DIRECTION: Rewrite the passage on Catholic voting and abortion between "So, the candidate" and "list) is unimportant.", inclusive, with "rhetorical appeal" replaced by "rhetorical flourish".

PROVIDED PASSAGE:
>> BEGIN

Those who intend to vote for a pro-abortion candidate cite the nota bene and argue (dubiously at best) that the candidate’s other positions or the positions of the other candidate, become a “proportionate reason.” Those who support another candidate who is not pro-abortion candidate but is also morally bad in other areas emphasize Section #3 and say there is nothing wrong with voting for a candidate who supports those things. Both are misinterpreting the matter.

When it comes to the issue of abortion, we need to remember that the Catholic Church equates it with other barbarities. In Gaudium et Spes #14, we read:

Furthermore, whatever is opposed to life itself, such as any type of murder, genocide, abortion, euthanasia or wilful self-destruction, whatever violates the integrity of the human person, such as mutilation, torments inflicted on body or mind, attempts to coerce the will itself; whatever insults human dignity, such as subhuman living conditions, arbitrary imprisonment, deportation, slavery, prostitution, the selling of women and children; as well as disgraceful working conditions, where men are treated as mere tools for profit, rather than as free and responsible persons; all these things and others of their like are infamies indeed. They poison human society, but they do more harm to those who practice them than those who suffer from the injury. Moreover, they are supreme dishonor to the Creator.

So, the candidate who supports abortion cannot be simply excused for it in the name of the other positions he might support any more than a candidate who supports genocide can be excused. This isn’t a rhetorical appeal. The Catholic Church calls these things infamies. So, when you have a Democrat who supports some of the infamies listed and a Republican who supports others on the list of infamies, you cannot say that voting for them is morally good. Nor can you claim that the issues your candidate is wrong on (if it’s on the list) is unimportant.

With this in mind, the Catholic who says they are enthusiastic supporters of the candidate who announces his intent to promote and/or defend these infamies have—at best—grossly misunderstood Church teaching. Since both major party candidates in 2020 are at odds with some items on this list, the only appropriate attitude for a Catholic who believes he or she must vote for one of them must be an attitude of sorrow and reluctance… a sense that both are terrible, but one will do less damage to the moral good than the other. Such an attitude cannot say that “Well, issue X is more important, so we’ll fight Issue Y ‘later.’”

No. It seems to me that Catholics belonging to a major party must vote in the primaries against a candidate who supports one or more of the infamies. If said candidate makes it to the national election, we had better (to build on something said by Archbishop Chaput§) make sure our reasons are going to be justifiable before God and the victims of our vote at the final judgment. If we act as if the issue our party is wrong on is “less important,” then let’s stop the pretense that we will fight for the other issue “later.” We should be fighting now to reform whatever party we identify with so they might be less inclined to nominate a similar candidate next time. That fight doesn’t end on Wednesday, November 4th 2020.

>> END

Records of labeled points
>> BEGIN

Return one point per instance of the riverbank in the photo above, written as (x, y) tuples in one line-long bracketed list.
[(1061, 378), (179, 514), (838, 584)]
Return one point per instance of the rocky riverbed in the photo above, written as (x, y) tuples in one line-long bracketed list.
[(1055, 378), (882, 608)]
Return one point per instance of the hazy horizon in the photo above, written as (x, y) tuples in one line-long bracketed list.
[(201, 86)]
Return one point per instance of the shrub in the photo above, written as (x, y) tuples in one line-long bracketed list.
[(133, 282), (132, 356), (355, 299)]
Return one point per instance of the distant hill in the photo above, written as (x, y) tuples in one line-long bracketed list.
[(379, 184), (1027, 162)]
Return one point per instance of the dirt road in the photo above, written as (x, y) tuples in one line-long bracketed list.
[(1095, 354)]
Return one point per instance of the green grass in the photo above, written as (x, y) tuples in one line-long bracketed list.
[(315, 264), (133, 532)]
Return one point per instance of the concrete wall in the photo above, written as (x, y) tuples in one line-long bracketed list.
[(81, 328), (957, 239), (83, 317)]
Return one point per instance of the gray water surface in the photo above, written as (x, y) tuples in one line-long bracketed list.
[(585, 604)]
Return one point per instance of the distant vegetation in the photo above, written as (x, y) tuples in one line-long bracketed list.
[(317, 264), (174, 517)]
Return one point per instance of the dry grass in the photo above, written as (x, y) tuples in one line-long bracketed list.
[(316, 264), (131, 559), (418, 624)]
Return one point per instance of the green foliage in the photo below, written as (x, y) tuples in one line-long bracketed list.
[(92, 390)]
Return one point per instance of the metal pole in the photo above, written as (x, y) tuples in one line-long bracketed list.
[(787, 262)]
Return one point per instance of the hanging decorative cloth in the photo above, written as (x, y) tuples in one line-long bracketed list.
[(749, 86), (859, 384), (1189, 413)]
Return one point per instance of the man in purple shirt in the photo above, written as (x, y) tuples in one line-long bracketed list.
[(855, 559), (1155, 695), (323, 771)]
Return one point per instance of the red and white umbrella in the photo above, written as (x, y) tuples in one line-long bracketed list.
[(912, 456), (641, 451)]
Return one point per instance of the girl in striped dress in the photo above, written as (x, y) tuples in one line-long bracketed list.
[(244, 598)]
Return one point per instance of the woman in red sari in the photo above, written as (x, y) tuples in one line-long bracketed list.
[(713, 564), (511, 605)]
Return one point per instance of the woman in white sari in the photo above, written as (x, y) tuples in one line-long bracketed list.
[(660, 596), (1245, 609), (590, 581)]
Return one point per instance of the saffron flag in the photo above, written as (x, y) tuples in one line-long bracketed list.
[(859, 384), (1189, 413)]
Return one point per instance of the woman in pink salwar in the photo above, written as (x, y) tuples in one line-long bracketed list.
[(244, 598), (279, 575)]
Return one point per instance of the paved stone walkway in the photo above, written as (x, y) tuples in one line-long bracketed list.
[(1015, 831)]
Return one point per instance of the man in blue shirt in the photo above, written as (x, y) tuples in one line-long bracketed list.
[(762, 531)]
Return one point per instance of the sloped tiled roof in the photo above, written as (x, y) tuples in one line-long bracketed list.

>> END

RESPONSE:
So, the candidate who supports abortion cannot be simply excused for it in the name of the other positions he might support any more than a candidate who supports genocide can be excused. This isn’t a rhetorical flourish. The Catholic Church calls these things infamies. So, when you have a Democrat who supports some of the infamies listed and a Republican who supports others on the list of infamies, you cannot say that voting for them is morally good. Nor can you claim that the issues your candidate is wrong on (if it’s on the list) is unimportant.